Data entries
## Start

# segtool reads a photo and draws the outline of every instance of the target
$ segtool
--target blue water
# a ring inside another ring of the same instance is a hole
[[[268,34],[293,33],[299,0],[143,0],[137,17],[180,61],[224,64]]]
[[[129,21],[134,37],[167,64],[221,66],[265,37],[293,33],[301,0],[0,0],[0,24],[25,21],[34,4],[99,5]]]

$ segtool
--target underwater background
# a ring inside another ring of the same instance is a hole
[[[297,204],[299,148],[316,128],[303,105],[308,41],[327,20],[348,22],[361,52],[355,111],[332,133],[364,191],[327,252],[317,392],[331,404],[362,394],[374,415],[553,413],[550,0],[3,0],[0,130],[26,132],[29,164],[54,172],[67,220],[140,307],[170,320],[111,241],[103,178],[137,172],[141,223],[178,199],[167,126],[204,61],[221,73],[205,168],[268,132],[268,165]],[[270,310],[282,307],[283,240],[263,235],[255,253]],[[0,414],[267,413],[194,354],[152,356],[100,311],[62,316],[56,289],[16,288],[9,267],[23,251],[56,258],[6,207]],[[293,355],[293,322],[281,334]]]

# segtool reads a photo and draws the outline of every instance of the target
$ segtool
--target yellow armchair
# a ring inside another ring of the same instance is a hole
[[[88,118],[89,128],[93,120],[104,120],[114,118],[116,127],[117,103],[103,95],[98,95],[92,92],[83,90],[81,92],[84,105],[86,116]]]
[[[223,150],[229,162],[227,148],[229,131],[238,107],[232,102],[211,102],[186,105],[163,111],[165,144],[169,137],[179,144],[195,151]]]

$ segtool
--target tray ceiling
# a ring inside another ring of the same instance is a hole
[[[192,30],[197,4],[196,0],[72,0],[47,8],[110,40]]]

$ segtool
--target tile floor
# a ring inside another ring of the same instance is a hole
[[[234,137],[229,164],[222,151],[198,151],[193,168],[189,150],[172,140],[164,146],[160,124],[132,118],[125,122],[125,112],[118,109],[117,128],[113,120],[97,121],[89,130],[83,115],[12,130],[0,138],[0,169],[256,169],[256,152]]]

## End

(What the exercise asks) Which lines of the listing above contain the string "target"? List each one, treating case as significant.

(Task result)
# segtool reads a photo and draws the outline of every instance of the target
--target blue water
--target underwater background
# segtool reads a photo and draws the outline of every instance of the target
--target yellow armchair
--target tray ceiling
--target tile floor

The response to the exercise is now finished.